Do this:
Please locate each line below that contains the word "railing", matching case exactly, and copy every such line.

Point annotation dataset lines

········

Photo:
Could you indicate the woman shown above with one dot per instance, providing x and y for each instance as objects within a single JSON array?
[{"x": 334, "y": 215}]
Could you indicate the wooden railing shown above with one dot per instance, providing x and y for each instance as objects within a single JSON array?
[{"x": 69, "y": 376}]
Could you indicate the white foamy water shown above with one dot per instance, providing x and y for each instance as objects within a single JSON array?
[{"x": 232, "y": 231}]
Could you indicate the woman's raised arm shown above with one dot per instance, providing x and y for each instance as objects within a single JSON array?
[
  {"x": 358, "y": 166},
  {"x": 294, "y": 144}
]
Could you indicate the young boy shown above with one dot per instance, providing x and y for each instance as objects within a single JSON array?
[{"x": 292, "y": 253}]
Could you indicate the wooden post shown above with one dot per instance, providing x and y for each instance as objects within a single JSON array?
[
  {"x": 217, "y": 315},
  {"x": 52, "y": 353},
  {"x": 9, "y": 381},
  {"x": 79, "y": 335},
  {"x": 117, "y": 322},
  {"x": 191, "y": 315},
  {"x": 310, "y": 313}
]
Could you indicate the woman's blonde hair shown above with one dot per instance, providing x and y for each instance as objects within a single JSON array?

········

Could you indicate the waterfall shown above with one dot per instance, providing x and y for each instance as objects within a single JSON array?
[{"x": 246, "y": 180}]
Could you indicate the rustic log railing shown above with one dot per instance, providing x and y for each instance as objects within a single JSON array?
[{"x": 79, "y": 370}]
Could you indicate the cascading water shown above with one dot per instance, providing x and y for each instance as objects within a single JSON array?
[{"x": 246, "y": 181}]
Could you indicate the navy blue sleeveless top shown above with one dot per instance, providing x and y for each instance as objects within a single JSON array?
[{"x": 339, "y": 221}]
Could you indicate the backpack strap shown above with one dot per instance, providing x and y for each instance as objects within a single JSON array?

········

Reply to the task:
Could you indicate the wooden railing shown above with one dot per instance, providing x and y for each instance as objects within a single JSON array?
Could you indicate the rustic log railing shown above with one dot per instance, providing x and y for each instance as objects within a single JSON array?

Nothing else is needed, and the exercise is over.